— Start —

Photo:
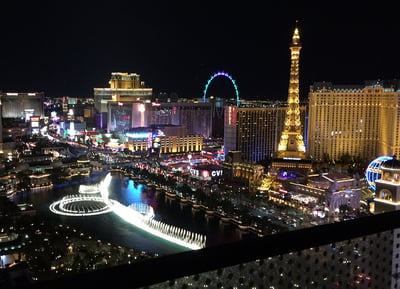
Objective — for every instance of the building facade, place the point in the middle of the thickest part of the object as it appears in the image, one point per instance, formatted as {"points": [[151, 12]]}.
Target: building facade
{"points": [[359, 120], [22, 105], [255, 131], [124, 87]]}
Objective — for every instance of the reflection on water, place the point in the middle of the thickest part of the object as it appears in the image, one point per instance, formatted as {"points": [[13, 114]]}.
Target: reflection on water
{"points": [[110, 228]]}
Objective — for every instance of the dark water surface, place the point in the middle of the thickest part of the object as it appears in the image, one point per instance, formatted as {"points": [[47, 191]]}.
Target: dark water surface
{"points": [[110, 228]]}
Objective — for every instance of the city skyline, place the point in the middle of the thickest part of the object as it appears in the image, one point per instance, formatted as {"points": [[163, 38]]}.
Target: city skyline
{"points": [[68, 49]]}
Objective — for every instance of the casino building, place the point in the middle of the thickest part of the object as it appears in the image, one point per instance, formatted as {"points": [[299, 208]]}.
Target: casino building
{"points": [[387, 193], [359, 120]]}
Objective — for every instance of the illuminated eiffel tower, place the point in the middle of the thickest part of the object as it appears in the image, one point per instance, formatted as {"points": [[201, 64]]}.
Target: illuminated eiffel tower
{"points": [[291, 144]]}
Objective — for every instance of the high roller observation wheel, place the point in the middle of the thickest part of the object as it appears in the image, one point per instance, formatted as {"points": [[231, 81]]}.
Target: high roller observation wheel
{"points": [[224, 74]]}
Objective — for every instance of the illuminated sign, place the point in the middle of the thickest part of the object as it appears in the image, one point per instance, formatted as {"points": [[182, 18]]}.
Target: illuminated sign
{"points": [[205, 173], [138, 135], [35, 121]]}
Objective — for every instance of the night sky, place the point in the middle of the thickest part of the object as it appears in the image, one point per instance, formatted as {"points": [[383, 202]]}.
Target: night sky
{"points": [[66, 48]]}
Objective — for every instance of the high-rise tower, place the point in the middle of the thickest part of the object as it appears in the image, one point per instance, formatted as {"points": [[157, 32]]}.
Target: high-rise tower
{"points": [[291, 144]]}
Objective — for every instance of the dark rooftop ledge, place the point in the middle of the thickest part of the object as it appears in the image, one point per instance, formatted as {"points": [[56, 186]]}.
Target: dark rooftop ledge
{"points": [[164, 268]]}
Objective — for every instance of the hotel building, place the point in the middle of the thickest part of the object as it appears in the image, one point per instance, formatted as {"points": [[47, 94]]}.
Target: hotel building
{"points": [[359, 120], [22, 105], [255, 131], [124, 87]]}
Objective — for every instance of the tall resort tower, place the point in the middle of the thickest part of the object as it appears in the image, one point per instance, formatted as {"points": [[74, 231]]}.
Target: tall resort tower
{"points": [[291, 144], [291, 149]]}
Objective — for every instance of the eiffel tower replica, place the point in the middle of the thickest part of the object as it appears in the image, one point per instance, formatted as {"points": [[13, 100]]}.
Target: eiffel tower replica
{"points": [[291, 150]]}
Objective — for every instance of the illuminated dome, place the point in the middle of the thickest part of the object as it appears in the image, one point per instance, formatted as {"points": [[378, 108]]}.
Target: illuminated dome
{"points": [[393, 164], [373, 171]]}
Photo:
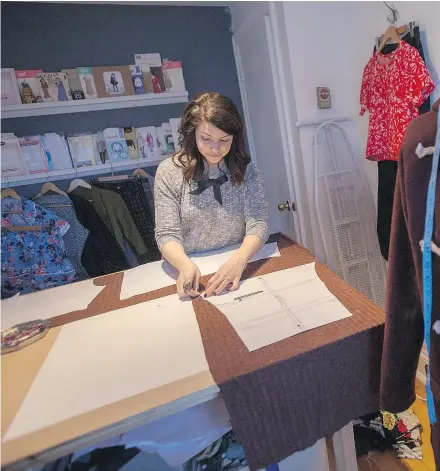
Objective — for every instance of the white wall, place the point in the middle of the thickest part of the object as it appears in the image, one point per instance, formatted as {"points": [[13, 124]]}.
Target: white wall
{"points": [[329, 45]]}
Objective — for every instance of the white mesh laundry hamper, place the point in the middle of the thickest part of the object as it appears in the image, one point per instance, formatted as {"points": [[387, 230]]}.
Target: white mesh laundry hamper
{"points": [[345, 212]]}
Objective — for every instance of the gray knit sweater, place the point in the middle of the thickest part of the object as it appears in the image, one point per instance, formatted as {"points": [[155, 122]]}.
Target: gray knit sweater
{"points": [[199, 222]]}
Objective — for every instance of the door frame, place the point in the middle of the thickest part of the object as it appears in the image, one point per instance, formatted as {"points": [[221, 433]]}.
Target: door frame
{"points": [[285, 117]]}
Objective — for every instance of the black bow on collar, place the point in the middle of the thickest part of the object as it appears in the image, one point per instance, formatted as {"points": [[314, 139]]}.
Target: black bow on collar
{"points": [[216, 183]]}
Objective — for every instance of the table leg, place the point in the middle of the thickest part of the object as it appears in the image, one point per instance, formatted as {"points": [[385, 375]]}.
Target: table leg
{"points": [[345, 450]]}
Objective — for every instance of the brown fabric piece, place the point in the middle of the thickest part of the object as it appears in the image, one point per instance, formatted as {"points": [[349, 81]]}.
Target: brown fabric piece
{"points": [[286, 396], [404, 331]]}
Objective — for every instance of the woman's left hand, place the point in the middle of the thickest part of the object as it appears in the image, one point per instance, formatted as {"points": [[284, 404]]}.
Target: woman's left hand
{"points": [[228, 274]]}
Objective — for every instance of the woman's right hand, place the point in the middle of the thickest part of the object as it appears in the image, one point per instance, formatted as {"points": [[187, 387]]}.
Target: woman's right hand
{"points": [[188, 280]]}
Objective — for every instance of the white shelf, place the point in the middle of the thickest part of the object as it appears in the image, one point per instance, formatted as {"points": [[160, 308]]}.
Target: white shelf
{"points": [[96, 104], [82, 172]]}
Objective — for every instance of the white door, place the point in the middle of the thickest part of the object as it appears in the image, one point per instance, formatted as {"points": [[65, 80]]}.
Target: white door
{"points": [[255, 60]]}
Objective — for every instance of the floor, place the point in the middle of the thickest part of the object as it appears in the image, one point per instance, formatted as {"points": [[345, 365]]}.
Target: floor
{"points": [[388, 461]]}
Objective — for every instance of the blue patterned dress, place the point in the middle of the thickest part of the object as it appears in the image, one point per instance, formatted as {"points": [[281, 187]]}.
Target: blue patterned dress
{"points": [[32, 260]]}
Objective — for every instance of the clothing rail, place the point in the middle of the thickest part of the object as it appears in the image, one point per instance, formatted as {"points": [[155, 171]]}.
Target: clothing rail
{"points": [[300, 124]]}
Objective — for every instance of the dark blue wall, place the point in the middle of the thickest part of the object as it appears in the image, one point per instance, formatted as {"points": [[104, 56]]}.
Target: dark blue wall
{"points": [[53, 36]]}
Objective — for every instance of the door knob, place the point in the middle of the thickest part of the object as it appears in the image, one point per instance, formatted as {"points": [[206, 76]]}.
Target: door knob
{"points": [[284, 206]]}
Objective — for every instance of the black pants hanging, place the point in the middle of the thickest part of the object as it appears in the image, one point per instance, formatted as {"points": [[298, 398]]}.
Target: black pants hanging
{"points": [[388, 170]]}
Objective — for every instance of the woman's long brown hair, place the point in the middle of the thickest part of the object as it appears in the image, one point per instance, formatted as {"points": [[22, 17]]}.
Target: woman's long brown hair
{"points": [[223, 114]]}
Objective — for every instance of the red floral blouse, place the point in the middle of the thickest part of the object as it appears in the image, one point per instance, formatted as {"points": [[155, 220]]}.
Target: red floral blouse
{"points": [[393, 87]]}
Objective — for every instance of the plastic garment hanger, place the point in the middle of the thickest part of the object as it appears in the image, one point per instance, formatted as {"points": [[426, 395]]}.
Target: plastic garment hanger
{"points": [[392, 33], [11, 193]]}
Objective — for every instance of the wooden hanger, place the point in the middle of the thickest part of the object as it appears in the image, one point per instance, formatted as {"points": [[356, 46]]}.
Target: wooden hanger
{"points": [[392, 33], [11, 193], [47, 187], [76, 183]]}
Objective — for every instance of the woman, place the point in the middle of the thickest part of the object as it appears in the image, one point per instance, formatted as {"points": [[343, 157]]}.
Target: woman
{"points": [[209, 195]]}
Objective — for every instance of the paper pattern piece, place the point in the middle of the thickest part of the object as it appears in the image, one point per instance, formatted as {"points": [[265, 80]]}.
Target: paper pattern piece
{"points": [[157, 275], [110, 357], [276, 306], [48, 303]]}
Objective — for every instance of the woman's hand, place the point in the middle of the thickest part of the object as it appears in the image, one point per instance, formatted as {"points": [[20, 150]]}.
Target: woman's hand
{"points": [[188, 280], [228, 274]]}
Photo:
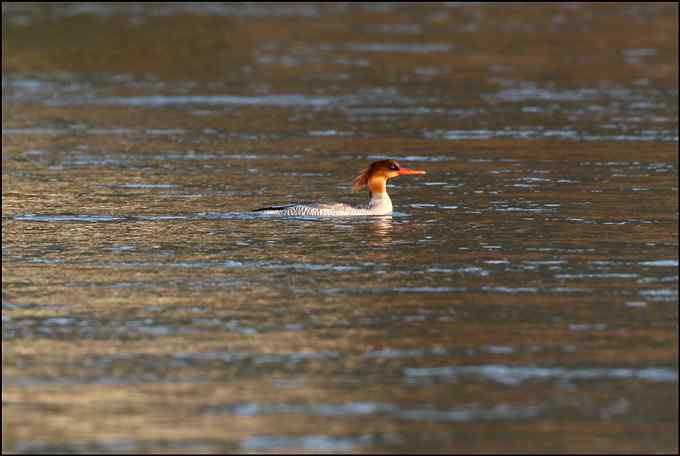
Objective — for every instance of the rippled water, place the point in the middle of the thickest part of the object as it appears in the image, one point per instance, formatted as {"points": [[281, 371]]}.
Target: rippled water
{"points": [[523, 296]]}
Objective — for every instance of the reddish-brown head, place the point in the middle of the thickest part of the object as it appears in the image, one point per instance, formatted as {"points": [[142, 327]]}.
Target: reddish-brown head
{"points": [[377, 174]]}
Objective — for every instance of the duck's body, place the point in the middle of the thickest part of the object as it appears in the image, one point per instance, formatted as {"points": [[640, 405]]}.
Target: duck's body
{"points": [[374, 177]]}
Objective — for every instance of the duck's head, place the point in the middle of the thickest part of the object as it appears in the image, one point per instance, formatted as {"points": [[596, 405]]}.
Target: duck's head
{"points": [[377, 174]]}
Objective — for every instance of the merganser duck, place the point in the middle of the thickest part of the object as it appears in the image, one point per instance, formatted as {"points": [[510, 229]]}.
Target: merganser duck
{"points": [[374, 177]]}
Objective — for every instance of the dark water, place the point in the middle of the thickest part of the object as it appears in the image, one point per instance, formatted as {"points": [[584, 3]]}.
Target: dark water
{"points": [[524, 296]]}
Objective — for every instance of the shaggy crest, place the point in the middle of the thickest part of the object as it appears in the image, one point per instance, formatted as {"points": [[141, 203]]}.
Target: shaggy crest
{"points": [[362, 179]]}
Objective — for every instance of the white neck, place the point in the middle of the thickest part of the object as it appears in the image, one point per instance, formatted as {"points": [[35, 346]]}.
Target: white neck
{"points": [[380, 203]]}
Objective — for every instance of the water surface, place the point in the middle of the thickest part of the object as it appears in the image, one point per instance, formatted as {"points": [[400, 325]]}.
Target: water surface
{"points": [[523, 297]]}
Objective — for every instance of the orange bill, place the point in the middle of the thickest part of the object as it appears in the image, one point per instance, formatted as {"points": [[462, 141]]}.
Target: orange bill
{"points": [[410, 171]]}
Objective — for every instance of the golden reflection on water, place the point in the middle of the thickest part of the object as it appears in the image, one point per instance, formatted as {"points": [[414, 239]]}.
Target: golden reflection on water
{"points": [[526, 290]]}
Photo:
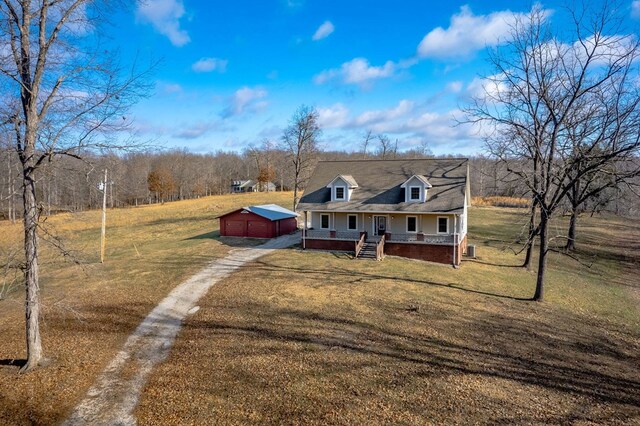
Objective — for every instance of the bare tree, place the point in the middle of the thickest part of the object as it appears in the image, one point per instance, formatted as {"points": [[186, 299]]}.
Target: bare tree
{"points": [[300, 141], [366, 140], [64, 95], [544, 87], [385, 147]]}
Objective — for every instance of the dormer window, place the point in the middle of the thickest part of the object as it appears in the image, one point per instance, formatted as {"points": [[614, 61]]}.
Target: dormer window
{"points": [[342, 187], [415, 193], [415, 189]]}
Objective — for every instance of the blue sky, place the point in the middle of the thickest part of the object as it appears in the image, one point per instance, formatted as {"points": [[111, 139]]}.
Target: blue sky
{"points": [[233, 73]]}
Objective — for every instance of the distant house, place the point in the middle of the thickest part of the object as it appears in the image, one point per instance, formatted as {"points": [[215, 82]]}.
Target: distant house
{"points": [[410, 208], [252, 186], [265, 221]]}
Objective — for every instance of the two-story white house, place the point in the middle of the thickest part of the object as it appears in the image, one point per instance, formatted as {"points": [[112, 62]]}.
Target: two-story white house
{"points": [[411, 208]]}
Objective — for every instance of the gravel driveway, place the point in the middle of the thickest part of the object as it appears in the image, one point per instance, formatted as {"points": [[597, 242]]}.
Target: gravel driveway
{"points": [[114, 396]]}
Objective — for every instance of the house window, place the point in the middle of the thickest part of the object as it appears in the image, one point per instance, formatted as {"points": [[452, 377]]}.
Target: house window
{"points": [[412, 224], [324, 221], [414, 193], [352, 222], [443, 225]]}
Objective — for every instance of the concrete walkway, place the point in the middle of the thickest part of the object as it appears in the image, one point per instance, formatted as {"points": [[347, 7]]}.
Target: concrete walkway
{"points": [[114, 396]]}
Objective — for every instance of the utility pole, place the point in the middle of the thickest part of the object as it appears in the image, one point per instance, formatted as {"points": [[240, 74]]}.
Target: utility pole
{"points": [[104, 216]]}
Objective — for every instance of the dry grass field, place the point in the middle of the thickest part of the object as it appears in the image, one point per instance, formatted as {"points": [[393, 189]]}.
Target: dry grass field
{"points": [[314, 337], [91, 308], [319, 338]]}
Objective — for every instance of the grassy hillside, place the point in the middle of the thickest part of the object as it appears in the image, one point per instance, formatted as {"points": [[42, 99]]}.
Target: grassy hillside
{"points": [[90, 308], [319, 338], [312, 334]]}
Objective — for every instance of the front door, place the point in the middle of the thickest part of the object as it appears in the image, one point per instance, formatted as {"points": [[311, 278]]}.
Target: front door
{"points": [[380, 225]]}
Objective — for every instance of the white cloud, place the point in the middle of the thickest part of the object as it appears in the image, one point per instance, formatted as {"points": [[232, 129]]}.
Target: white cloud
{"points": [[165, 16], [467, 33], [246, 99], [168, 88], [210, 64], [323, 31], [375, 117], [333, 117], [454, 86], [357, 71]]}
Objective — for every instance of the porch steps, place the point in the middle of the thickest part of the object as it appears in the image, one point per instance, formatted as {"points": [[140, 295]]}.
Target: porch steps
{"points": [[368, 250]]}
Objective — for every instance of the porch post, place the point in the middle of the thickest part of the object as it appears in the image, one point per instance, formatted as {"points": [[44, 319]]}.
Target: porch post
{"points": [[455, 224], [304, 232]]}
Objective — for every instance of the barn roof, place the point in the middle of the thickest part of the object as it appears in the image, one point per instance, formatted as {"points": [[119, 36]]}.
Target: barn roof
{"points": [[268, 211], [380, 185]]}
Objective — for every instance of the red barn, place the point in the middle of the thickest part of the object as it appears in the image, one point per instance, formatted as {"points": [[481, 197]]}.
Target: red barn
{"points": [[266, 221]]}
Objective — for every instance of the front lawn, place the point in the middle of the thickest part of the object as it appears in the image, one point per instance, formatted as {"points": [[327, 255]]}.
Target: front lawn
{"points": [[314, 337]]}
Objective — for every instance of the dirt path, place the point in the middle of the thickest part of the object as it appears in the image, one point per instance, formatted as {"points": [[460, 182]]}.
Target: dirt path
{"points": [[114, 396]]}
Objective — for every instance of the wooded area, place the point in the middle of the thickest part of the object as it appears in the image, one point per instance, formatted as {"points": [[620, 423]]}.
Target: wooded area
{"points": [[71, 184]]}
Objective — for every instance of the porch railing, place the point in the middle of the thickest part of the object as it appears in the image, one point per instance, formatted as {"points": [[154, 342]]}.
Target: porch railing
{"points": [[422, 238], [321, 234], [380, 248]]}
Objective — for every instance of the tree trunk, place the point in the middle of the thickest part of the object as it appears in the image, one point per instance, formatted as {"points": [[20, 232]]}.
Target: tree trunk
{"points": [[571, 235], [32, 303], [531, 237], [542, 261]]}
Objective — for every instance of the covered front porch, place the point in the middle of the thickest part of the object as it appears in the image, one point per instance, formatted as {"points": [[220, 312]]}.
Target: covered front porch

— End —

Only the lines from the one containing "Objective — for every instance of the porch post, place" to the end of the listing belong in the output, each reproduced exactly.

## Answer to the task
Objective — for every instance of the porch post, place the point in the middle of the thickest part of the object as it appears in the image, one point per instance, formatted as {"points": [[44, 319]]}.
Target: porch post
{"points": [[455, 224], [304, 232]]}
Objective — for every instance of the barn roof, place the point in the middle of the thickest part of the object as it appears in the image, one point per instance, formatted as {"points": [[119, 36]]}.
Target: barn roof
{"points": [[268, 211], [380, 185]]}
Objective — for every instance of the red barn, place the point in the middle of the thickest part of the object as it appears in the image, one point per instance, formatted as {"points": [[481, 197]]}.
Target: red barn
{"points": [[266, 221]]}
Objective — for every instance of the front lawn, place the point in the middle of the thickest part of the object as it appears in the image, one point per instance, formatted as {"points": [[327, 255]]}.
Target: front lawn
{"points": [[314, 337]]}
Objective — for every instance of the dirt path, place the point in the middle of the thickest part of the object as it appears in the image, one point per instance, formatted as {"points": [[460, 182]]}.
Target: dirt path
{"points": [[114, 396]]}
Objective — for every instance of the wooded area, place the point in the middle of the thickest part of the object as it appears in the image, one point per instance, formatted as {"points": [[620, 423]]}.
Target: wooded area
{"points": [[71, 184]]}
Objective — for every instance of the porch railing, place the point in the middle of the thickest part of the object as it appears in the image, one point per instance, formatted as {"points": [[154, 342]]}.
Target: porch railing
{"points": [[422, 238], [321, 234], [380, 248]]}
Objective — for every instance of the tree trunk, place the point in the middle of the thickest part of the object as it appears in the image, one point per instance, formatted as {"points": [[20, 232]]}.
Target: tree trunk
{"points": [[571, 235], [32, 303], [531, 237], [542, 261]]}
Objective — for every instance of the covered front porch, place the point in the middle of the thickest part of the object as it appears in the image, one point per instance, formatted as {"points": [[220, 312]]}.
Target: covered front porch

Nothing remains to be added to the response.